--- start ---
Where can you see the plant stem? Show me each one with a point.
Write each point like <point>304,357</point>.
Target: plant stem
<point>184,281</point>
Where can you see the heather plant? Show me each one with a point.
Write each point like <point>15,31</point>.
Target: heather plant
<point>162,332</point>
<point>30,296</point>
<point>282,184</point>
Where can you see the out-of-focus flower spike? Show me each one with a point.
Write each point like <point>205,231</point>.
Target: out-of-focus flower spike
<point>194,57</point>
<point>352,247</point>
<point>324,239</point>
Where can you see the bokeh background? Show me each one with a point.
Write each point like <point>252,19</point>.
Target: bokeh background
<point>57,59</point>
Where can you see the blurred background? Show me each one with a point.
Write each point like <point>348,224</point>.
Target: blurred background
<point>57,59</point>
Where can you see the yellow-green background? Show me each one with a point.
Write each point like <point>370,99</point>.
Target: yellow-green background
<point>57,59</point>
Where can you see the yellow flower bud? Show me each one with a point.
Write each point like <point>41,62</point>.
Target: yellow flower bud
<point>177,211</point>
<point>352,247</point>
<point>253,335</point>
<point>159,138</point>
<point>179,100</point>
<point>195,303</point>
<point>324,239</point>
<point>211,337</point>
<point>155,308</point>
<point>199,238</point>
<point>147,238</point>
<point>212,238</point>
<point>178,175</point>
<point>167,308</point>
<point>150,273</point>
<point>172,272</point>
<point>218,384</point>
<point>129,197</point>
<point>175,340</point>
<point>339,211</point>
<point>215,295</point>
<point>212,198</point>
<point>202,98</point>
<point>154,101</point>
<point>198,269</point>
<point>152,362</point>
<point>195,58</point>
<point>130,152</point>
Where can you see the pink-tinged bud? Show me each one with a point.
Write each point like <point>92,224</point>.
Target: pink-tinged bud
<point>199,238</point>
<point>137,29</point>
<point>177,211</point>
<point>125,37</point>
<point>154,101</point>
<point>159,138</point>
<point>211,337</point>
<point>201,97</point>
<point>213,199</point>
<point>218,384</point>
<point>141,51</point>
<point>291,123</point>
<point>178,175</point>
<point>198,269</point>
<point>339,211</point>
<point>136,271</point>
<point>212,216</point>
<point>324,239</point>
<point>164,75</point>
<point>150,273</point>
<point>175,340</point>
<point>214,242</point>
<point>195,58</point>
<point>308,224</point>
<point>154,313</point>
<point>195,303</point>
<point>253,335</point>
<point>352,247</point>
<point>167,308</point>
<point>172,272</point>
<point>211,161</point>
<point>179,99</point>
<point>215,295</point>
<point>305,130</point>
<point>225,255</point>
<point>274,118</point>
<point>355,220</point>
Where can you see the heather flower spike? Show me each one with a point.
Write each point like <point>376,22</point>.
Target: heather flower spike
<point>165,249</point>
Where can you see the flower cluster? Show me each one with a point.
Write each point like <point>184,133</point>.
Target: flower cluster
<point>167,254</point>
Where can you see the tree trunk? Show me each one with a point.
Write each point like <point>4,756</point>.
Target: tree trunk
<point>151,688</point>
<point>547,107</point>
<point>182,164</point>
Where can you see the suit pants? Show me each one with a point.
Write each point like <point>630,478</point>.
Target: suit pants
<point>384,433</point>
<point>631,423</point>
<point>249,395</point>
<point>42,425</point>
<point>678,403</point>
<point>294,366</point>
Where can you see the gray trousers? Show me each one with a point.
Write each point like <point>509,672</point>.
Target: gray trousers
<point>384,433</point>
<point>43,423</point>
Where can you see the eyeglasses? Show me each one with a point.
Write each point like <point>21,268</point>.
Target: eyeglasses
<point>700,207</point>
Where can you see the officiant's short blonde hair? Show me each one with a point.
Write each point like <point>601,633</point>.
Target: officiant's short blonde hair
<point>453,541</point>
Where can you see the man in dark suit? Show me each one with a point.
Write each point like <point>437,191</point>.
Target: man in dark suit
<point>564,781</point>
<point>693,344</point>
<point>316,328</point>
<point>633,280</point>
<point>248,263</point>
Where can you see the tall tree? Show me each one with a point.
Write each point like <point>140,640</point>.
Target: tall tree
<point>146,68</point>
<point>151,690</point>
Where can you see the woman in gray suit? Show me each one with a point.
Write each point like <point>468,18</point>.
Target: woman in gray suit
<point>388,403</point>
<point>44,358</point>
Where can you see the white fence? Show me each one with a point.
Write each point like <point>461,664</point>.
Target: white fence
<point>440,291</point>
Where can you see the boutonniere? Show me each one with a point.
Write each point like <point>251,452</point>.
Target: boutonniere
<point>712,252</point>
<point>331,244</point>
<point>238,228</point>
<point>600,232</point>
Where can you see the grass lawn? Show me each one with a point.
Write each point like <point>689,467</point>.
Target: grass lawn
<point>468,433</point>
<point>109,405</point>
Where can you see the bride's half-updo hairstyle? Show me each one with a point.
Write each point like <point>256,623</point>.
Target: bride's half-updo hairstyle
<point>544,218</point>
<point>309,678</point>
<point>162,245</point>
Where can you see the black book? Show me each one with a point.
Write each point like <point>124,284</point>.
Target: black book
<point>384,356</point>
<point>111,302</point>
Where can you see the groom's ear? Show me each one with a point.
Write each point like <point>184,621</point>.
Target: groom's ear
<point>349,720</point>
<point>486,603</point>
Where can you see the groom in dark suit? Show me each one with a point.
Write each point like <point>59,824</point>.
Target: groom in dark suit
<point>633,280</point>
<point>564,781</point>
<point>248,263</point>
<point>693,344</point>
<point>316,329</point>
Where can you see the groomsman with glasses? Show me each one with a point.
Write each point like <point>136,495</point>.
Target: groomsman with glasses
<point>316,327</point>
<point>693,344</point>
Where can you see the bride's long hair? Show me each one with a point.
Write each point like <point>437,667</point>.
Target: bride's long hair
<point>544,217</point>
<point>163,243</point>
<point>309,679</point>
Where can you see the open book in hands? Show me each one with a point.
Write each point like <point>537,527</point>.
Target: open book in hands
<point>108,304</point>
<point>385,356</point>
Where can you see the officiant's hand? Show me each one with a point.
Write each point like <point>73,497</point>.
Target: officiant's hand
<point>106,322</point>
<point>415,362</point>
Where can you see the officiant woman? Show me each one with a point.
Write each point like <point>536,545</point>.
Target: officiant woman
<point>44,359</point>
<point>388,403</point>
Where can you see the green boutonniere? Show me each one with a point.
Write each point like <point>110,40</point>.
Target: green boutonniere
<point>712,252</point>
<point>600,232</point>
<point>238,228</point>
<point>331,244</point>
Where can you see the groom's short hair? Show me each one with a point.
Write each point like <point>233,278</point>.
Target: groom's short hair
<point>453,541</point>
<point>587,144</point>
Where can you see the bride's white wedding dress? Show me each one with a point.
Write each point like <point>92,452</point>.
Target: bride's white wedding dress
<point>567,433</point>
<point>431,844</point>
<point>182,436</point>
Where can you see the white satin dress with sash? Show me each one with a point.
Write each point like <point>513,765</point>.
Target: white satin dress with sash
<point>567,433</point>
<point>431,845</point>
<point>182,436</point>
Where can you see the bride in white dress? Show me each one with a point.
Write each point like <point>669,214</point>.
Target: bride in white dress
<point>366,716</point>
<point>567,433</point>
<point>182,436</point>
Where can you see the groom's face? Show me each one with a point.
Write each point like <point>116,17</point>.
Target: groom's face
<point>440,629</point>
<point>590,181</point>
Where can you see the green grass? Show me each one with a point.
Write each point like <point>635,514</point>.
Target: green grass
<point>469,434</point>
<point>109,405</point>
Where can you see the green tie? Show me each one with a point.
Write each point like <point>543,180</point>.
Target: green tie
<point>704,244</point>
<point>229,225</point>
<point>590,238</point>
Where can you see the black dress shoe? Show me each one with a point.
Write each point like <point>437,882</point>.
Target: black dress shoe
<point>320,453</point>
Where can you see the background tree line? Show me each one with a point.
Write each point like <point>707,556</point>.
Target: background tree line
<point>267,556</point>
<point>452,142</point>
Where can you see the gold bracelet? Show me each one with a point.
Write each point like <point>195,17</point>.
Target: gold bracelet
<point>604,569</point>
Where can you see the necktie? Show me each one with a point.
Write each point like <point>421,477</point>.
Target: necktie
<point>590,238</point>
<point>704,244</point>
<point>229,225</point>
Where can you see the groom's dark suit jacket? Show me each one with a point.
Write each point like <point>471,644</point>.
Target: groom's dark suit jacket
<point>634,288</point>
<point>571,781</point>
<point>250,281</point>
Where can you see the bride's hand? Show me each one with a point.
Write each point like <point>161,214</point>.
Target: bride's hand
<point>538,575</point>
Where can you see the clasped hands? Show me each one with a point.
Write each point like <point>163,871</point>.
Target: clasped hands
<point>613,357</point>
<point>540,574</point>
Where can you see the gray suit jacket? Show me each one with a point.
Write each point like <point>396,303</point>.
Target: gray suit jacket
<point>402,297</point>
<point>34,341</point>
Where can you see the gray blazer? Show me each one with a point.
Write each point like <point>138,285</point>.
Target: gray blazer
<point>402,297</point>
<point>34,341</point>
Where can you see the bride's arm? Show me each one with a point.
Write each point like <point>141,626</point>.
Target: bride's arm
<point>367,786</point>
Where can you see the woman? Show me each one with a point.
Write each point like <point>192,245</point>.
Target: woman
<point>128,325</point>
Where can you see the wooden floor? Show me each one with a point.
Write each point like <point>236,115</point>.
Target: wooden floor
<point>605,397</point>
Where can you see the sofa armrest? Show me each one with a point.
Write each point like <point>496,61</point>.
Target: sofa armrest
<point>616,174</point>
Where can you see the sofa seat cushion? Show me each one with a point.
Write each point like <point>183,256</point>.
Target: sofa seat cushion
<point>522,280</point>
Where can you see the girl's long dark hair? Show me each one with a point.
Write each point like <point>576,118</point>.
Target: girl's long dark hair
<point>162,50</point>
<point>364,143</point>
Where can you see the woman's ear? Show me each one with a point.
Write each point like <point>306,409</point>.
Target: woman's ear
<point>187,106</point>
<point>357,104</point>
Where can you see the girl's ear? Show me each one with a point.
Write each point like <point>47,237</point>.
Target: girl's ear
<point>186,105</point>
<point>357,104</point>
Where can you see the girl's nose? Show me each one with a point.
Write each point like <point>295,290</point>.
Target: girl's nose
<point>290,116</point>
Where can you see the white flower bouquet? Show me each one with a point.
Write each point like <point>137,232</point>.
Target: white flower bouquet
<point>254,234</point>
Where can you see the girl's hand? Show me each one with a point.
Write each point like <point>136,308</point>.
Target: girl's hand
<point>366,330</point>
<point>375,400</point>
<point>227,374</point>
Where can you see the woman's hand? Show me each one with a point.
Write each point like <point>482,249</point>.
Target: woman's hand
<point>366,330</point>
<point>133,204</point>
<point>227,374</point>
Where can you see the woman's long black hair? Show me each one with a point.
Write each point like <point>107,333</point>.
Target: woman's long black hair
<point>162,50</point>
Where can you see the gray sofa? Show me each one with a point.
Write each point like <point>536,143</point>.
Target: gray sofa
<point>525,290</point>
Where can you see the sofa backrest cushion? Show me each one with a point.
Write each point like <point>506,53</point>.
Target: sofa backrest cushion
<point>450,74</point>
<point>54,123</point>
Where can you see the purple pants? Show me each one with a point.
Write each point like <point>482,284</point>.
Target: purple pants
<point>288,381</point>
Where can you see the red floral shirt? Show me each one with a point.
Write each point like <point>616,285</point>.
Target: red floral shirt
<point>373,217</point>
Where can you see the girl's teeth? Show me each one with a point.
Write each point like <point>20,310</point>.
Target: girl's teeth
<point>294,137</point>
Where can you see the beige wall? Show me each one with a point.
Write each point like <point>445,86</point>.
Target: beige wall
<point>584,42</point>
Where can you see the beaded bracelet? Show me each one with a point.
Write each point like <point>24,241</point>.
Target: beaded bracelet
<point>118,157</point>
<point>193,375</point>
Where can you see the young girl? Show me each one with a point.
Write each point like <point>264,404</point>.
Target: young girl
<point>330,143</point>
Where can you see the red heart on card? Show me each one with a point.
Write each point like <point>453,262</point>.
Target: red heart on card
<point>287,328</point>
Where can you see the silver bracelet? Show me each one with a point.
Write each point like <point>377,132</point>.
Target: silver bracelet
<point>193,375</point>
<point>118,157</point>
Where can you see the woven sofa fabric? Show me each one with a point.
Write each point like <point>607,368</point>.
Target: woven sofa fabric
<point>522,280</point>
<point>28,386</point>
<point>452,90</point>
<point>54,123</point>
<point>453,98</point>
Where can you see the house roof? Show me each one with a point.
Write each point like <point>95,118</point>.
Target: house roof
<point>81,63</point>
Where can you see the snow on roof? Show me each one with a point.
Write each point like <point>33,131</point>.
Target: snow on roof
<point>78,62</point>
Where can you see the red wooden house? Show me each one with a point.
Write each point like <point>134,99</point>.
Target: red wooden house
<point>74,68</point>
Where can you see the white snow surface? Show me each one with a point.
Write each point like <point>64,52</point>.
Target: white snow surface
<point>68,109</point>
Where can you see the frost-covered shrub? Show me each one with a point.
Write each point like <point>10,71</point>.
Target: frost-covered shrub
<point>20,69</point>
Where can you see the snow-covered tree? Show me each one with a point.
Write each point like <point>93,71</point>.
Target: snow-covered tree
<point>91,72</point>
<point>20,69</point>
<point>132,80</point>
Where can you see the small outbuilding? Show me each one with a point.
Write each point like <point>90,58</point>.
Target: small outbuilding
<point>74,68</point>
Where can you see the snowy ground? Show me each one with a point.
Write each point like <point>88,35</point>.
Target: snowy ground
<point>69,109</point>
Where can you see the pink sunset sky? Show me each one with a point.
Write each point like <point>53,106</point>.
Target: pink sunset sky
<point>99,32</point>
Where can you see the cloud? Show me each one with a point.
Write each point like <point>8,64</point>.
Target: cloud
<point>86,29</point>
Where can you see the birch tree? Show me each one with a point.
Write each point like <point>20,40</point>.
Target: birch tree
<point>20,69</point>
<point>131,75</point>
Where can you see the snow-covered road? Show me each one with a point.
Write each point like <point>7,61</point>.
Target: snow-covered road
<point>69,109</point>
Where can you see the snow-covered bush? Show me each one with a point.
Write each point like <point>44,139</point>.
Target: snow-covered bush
--- end ---
**Exercise requirements:** Recast the part of the listing that starts with the line containing "Where can you see the snow-covered tree?" and runs through the line containing "<point>86,29</point>" as a JSON list of strings, one string per line, with blank lines left out.

**Task response:**
[
  "Where can you see the snow-covered tree? Show me each one with a point.",
  "Write each point like <point>93,71</point>.",
  "Target: snow-covered tree",
  "<point>91,72</point>",
  "<point>20,69</point>",
  "<point>132,80</point>",
  "Where can you see the small outbuilding? Show me each one with a point.",
  "Write each point like <point>90,58</point>.",
  "Target: small outbuilding",
  "<point>74,68</point>",
  "Where can you see the snowy ground? Show me each one with a point.",
  "Write each point like <point>88,35</point>.",
  "Target: snowy ground",
  "<point>69,109</point>",
  "Where can you see the pink sunset sky? Show me each one with a point.",
  "Write each point like <point>53,106</point>.",
  "Target: pink sunset sky",
  "<point>99,32</point>",
  "Where can you see the cloud? Show me each one with a point.",
  "Write each point like <point>8,64</point>.",
  "Target: cloud",
  "<point>86,29</point>"
]